● PROVIDED DATA
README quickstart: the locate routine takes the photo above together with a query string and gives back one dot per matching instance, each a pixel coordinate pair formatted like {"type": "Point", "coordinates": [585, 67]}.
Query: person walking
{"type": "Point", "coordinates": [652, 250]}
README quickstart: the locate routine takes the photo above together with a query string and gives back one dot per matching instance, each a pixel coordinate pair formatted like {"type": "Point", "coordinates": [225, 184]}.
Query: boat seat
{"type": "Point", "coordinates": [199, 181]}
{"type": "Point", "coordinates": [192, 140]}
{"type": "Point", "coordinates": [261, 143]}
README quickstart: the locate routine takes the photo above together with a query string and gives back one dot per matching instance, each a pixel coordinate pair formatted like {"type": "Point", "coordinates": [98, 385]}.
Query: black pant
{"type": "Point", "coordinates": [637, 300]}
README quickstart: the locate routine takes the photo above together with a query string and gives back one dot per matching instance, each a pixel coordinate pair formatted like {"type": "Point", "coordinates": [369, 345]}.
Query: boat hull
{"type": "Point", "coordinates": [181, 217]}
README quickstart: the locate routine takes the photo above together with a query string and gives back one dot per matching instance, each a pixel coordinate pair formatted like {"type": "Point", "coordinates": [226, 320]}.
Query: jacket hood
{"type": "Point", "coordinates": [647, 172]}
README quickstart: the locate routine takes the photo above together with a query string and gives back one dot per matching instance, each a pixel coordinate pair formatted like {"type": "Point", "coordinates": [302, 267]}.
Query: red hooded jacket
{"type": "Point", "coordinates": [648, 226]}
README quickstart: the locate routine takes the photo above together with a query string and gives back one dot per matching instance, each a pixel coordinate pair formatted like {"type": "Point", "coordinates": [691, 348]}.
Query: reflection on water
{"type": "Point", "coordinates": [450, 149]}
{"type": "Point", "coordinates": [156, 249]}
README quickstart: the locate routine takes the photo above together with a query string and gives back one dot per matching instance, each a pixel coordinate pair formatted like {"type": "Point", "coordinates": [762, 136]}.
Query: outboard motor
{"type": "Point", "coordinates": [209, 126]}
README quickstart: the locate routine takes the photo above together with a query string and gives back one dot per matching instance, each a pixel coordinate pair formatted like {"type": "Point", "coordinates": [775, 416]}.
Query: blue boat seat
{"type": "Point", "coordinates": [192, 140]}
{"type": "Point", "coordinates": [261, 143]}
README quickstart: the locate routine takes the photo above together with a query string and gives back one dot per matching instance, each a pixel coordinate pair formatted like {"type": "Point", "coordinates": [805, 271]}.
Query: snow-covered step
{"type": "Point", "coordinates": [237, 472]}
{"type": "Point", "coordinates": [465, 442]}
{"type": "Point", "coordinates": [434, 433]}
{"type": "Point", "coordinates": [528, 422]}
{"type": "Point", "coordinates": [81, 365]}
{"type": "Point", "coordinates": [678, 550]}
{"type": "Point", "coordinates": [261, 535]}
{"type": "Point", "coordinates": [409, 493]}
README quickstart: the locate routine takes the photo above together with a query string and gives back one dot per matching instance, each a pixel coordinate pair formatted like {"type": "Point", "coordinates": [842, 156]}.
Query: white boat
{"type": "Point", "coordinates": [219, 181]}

● TASK DIRECTIONS
The whole listing needs copying. Write it out exactly.

● TASK RESPONSE
README quickstart: the locate routine takes the photo above together with a query string and gives back one dot per matching instance, each a pixel coordinate pair formatted like {"type": "Point", "coordinates": [585, 67]}.
Query: person walking
{"type": "Point", "coordinates": [652, 250]}
README quickstart: the locate routine takes the photo above together with a query string and gives back one dot per matching instance, each a pixel coordinate pair formatted like {"type": "Point", "coordinates": [225, 184]}.
Query: boat seat
{"type": "Point", "coordinates": [199, 181]}
{"type": "Point", "coordinates": [192, 140]}
{"type": "Point", "coordinates": [261, 143]}
README quickstart: the locate routine takes the photo above together with a query string and gives back one dot per matching instance, each a pixel coordinate pair formatted like {"type": "Point", "coordinates": [98, 385]}.
Query: black pant
{"type": "Point", "coordinates": [637, 300]}
README quickstart: the locate routine takes the photo above together with a query string and gives back one dot per matching instance, each a pixel coordinate pair formatted like {"type": "Point", "coordinates": [369, 345]}.
Query: boat hull
{"type": "Point", "coordinates": [181, 217]}
README quickstart: the locate routine takes the photo above together with a query string and gives back one dot per matching instance, each a pixel coordinate pair formatted like {"type": "Point", "coordinates": [226, 320]}.
Query: jacket hood
{"type": "Point", "coordinates": [647, 172]}
README quickstart: the locate routine takes the photo above together with a query string and gives back one dot per matching instance, each a pixel coordinate pair formatted like {"type": "Point", "coordinates": [302, 267]}.
Query: red hooded jacket
{"type": "Point", "coordinates": [648, 226]}
README quickstart: the locate routine takes the photo above together with a query string and gives back one dot per matching instance, each a pixel coordinate pair formatted like {"type": "Point", "coordinates": [691, 348]}.
Query: reflection on water
{"type": "Point", "coordinates": [450, 149]}
{"type": "Point", "coordinates": [156, 249]}
README quickstart: the locate routine takes the photo above together with a query string and gives back one dot per matching instance, each a pixel coordinate pair formatted like {"type": "Point", "coordinates": [762, 136]}.
Query: outboard motor
{"type": "Point", "coordinates": [209, 126]}
README quickstart: the locate routine takes the photo above together with a query string and gives back one dot per matching instance, each a pixel coordinate pair formatted like {"type": "Point", "coordinates": [775, 416]}.
Query: blue boat seat
{"type": "Point", "coordinates": [192, 140]}
{"type": "Point", "coordinates": [261, 143]}
README quickstart: the locate routine takes the photo above together with a query string and gives back one dot per matching instance, each a pixel coordinate pair formatted like {"type": "Point", "coordinates": [805, 271]}.
Query: snow-covered step
{"type": "Point", "coordinates": [237, 472]}
{"type": "Point", "coordinates": [465, 442]}
{"type": "Point", "coordinates": [434, 433]}
{"type": "Point", "coordinates": [528, 422]}
{"type": "Point", "coordinates": [81, 365]}
{"type": "Point", "coordinates": [678, 550]}
{"type": "Point", "coordinates": [261, 535]}
{"type": "Point", "coordinates": [409, 493]}
README quickstart: the locate routine takes the photo above together with a query string and gives back one dot per matching instance, each a pixel coordinate pair formatted like {"type": "Point", "coordinates": [842, 156]}.
Query: white boat
{"type": "Point", "coordinates": [219, 181]}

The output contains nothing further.